Exercise - An answer that reproduces all the entries exactly is what is needed.

(Extracted records)
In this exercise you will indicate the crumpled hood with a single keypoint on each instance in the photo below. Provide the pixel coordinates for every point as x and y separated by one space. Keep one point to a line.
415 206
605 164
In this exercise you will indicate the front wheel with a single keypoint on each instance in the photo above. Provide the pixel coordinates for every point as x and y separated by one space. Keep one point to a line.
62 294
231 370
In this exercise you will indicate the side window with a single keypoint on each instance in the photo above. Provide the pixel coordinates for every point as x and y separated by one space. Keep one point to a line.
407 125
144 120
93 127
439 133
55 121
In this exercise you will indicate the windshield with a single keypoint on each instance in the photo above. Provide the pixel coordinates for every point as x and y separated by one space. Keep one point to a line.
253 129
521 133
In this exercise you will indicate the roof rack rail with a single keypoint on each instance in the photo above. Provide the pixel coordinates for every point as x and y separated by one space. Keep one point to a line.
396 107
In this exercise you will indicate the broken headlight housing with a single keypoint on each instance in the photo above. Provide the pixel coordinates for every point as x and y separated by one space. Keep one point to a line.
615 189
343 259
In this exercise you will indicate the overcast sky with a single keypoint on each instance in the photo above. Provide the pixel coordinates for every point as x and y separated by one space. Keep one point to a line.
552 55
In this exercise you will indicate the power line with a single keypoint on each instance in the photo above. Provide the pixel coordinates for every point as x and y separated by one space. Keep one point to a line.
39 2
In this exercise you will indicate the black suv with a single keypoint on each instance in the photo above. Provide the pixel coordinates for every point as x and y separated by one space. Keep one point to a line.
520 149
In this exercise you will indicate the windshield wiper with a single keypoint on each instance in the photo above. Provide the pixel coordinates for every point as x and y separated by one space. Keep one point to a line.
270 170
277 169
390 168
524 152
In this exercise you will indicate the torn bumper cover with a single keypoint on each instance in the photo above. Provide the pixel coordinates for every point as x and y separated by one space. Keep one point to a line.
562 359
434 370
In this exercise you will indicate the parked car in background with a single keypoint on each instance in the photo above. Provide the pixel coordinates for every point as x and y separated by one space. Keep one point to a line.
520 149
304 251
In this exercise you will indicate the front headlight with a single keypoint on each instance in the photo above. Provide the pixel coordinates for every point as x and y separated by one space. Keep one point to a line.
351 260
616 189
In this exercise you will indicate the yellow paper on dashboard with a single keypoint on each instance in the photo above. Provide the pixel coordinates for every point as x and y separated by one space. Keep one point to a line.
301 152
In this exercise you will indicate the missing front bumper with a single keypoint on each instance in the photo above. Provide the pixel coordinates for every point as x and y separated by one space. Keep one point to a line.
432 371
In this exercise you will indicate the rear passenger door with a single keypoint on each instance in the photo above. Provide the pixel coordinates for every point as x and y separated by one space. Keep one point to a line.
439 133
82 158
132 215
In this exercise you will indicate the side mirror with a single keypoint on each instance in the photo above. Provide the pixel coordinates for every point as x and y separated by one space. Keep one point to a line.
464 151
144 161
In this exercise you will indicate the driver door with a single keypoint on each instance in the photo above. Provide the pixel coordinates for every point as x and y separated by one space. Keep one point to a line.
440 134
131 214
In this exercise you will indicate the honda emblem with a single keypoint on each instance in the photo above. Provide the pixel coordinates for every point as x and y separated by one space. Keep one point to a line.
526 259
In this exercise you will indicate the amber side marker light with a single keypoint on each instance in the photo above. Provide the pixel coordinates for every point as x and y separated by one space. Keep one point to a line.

Written response -
In this exercise you will indicate the crumpled hood with a single keypoint on each instance in the photo below. Provide the pixel coordinates for every point as x and y separated by one space. Keep one point to a line.
415 206
605 164
In this exercise you will indicate the front wheel with a single keypoint on each instance in the photo above. Provide the pixel coordinates for every point as x and y separated by one space. Keep one point to a line.
62 294
231 370
In this exercise you will indicate the side window with a single keypoint on each instance in the photo above. Provide the pixel coordinates for every point as x and y separated by one space. Keep one point to a line.
407 125
144 120
93 127
439 133
55 121
In this exercise you will indicate the windshield with a single keypoint on each instance in the photo above. Provide the pixel coordinates for every point as x and y separated by one space. Keep one point to a line.
253 129
521 133
In this exercise you will indicate the roof rack rail with a single keypoint on each instance in the photo above. Provide the pixel coordinates for every point as x and y separated by one space. Keep one point to a line.
396 107
In this exercise you will indicate the broken headlight housing with a single keypoint on each instance in the photo above. Provide the pixel coordinates for every point as x and y separated by one space. Keep one point to a line.
615 189
343 259
In this exercise you will indicate the overcast sky with a single keypoint on each instance in the photo above. Provide the pixel coordinates for every point as x and y separated by one space. Keep one point to a line.
552 55
In this exercise you will indicate the power line with a single keypoint on each instance in the photo above. Provide the pixel coordinates for every point as x and y separated by one space. Keep one point to a line.
39 2
In this exercise you will indicate the black suv with a single keypoint on each instance in the photo above. Provide the pixel coordinates for every point as x and y separated by one space. Keep one point to a line.
520 149
In this exercise you will indicate the windshield wiper with a single keypoint on each instance in the photo above. Provide the pixel coordinates for every point as x and y separated by one space. Keep one point to a line.
270 170
277 169
390 168
524 152
In this exercise you will indicate the torn bumper cover with a single keypoint on each instance in the photo above. Provide the pixel coordinates for every point as x and y separated by one space. Keep one point to a line.
562 359
434 370
In this exercise you will indicate the parked car in background with a single keypoint on each instance in the photo above. Provide the pixel coordinates for every point as x and y separated by one space. Keep one point to a line.
520 149
304 251
In this exercise you will indicate the front headlight with a single keypoint on each instance in the photo above. Provide the pixel coordinates for every point as x and y separated by one space. Keep one point to a line.
351 260
616 189
In this exercise you will indicate the yellow paper on dashboard with a single keypoint on each instance in the photo above. Provide the pixel coordinates for every point as x and y separated by one space. Keep one point to a line.
301 152
In this exercise you will indicate the missing front bumper with a single keypoint on each instance in the photo above. Provide the pixel coordinates for every point as x and y separated by one space. Keep one point to a line.
432 371
In this exercise you will indicate the rear passenger door with a single keypoint on each instance in the photo above. Provide the pixel coordinates for every point as x and y separated by one space. Keep one point to a line.
439 133
82 158
132 215
In this exercise you will indicate the side mirror with a single keypoint on each instance in the photo above. Provide the pixel coordinates for every point as x and y separated by one space. Keep one point to a line.
464 151
144 161
In this exercise you will indicate the driver door with a single keypoint on each instance in the photo above. Provide the pixel coordinates for every point as x and y separated by one space. Keep one point to a line.
440 134
131 214
In this exercise you will indicate the honda emblem with a single keypoint on each instance in the photo above. Provide the pixel coordinates for every point as x and y separated by one space. Keep one point to a line.
526 259
In this exercise you will indicate the amber side marker light with a single keypoint on each instance in the photo above. Provide the pixel coordinates for every point as x and y separated by one space. Keep one point to a line.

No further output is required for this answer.